Bir de her sene iki dönem olmak üzere Londra Üniversitesi ve Sothebys’in ortak organizasyonunda İslam Sanatı dersleri veriyor. Gülgün çok sık seyahat ediyor, kafasında seyahat fikri belirdiği anda bavulunu hazırlayabilenlerden. Her sene iş ve keyif amaçlı standart yolculukları var; Fas, İskoçya, Normandiya, Londra, Paris ve Budapeşte her sene gidilenlerden. Bunlardan arta kalan vakitte de daha önce görmediği bir yeri keşfediyor. Serdar Gülgün kasımda bir düğün vesilesiyle gidip, 15 gün kaldığı Hindistan’ı anlattı.
Hindistan’a gidişiniz biraz farklı oldu galiba.
- Evet, senelerdir yanımda bir arkadaşımla gitmek istiyordum. Baktım, yıllar geçiyor gidemiyorum, bir arkadaşımın düğününü fırsat bilip gittim. Düğünden sonra da tek başıma devam ettim.
n Düğün neredeydi?
- Yeni Delhi’de. Delhi, bir yandan çok modern, diğer yandan da çok klasik bir şehir. Arkadaşım olduğu için kendimi evde gibi hissettim. Şehrin kozmopolit hayatı çok hoşuma gitti. Tanıdıklarım sayesinde çok hoş evlere girme şansım oldu. Hollywood filmlerine benziyor biraz hayatları. Ya da bir İngiliz aristokratı Hindistan’da nasıl yaşarsa öyle yaşıyorlar.
n Hint düğünleri nasıl, bizimkilerden farklı mı?

* * * *

Verilen görevler:
- A) Aşağıdaki ifadeler Hindistan söyleşisiyle uyuşuyor mu? Her biri için evet ya da hayır deyip söyleşideki belirleyici sözleri aynen alıntılar mısınız? (i) Gülgün Hindistan'da 15 gün kaldı. (ii) Gülgün düğünden sonra arkadaşlarıyla birlikte gezmeyi sürdürdü. (iii) Düğün Yeni Delhi'de yapıldı.
- B) Hindistan söyleşisinde "n Düğün neredeydi?" ile başlayıp "yaşarsa öyle yaşıyorlar." ile biten bölümü, "kozmopolit" yerine "canlı" koyarak değiştirip yeniden yazar mısınız?
- C) Hindistan söyleşisini iki cümlede özetler misiniz?

Sağlanan malzeme:
* * * *

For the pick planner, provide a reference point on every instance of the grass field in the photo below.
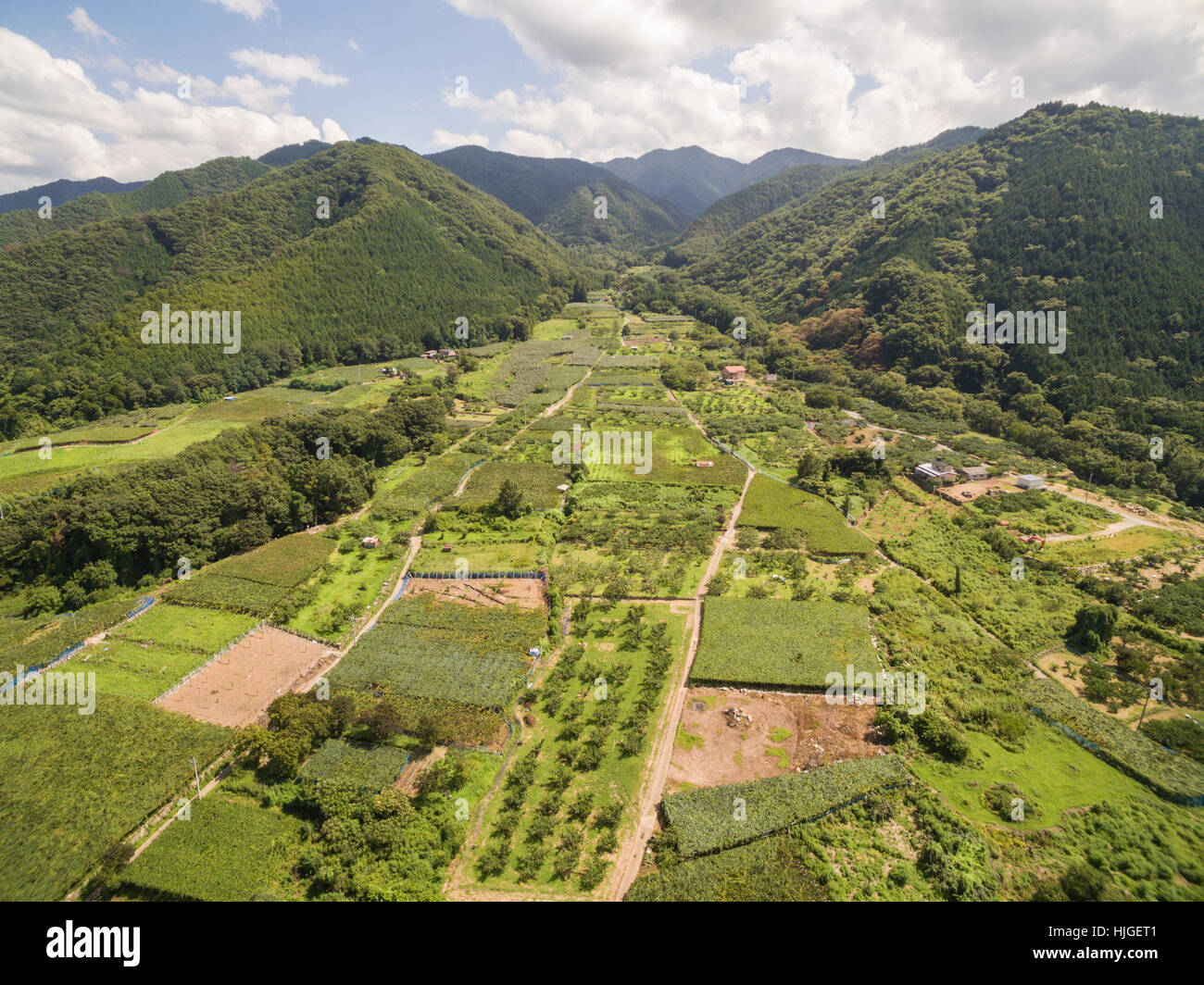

* * * *

Görev sonuçları:
- A)
(i) Evet: "15 gün kaldığı Hindistan’ı anlattı"
(ii) Hayır: "Düğünden sonra da tek başıma devam ettim."
(iii) Evet: "Yeni Delhi’de."

- B)
n Düğün neredeydi?
- Yeni Delhi’de. Delhi, bir yandan çok modern, diğer yandan da çok klasik bir şehir. Arkadaşım olduğu için kendimi evde gibi hissettim. Şehrin canlı hayatı çok hoşuma gitti. Tanıdıklarım sayesinde çok hoş evlere girme şansım oldu. Hollywood filmlerine benziyor biraz hayatları. Ya da bir İngiliz aristokratı Hindistan’da nasıl yaşarsa öyle yaşıyorlar.

- C) Serdar Gülgün, Londra Üniversitesi ve Sothebys’in ortak organizasyonunda İslam Sanatı dersleri veriyor ve her sene iş ve keyif amaçlı düzenli yolculuklar yapıyor. Kasımda bir arkadaşının Yeni Delhi’deki düğünü vesilesiyle Hindistan’a gidip 15 gün kaldı, düğünden sonra tek başına devam etti ve şehrin kozmopolit hayatını çok beğendi.